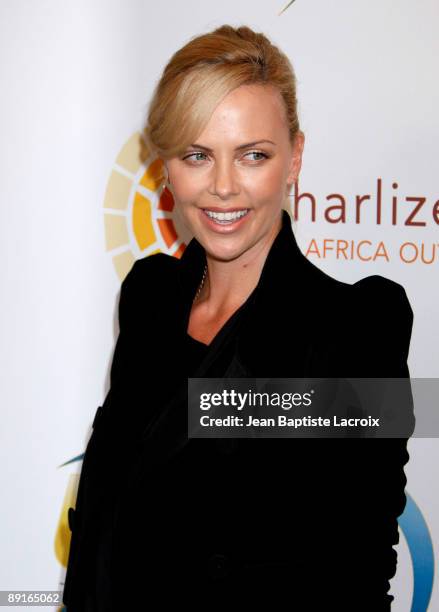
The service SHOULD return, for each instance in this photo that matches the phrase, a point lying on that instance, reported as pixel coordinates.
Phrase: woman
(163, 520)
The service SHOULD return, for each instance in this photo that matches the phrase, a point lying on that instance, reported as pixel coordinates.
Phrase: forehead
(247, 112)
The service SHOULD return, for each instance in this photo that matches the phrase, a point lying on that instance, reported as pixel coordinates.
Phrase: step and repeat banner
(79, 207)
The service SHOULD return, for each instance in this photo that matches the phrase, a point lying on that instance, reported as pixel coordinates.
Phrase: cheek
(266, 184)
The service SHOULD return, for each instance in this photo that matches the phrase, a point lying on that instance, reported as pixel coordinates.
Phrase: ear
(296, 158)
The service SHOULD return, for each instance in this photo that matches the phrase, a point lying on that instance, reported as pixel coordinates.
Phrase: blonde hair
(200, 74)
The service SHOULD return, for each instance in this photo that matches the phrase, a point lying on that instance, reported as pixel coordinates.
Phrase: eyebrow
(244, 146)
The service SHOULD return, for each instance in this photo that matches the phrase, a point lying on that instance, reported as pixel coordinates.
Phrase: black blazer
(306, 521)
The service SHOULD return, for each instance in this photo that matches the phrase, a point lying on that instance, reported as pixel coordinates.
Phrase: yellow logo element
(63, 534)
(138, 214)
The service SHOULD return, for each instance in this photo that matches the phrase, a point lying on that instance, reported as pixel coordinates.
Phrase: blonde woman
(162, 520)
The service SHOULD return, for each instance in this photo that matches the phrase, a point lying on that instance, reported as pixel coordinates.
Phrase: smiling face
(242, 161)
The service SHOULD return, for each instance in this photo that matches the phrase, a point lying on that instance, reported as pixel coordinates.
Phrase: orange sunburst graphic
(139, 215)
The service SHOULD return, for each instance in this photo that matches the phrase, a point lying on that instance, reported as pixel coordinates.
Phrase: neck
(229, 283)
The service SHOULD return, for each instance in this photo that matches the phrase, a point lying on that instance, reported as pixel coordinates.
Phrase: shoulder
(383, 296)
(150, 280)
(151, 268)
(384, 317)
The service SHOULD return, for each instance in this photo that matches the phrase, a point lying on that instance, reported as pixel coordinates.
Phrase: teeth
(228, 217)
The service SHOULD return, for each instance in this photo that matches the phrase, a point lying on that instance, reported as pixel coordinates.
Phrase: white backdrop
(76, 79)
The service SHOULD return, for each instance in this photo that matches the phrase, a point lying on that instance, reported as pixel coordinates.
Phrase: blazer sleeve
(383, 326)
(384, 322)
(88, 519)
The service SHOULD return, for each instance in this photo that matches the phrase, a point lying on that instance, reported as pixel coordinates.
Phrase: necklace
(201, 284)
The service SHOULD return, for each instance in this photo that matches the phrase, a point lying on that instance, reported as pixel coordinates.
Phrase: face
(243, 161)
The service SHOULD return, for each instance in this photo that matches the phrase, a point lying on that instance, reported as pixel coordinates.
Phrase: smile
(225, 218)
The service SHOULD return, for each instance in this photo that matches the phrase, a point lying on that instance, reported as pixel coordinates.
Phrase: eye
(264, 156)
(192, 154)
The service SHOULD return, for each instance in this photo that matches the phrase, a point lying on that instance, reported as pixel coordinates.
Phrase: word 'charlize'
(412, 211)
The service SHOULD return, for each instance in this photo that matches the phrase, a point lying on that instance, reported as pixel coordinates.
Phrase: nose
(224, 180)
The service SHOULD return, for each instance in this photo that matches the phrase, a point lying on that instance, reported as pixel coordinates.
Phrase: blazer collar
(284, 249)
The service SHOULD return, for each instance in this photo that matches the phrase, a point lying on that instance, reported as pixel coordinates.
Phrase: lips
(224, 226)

----------

Requirement
Count the lines above that contain the string "blazer", and reply with the number alone.

Solution
3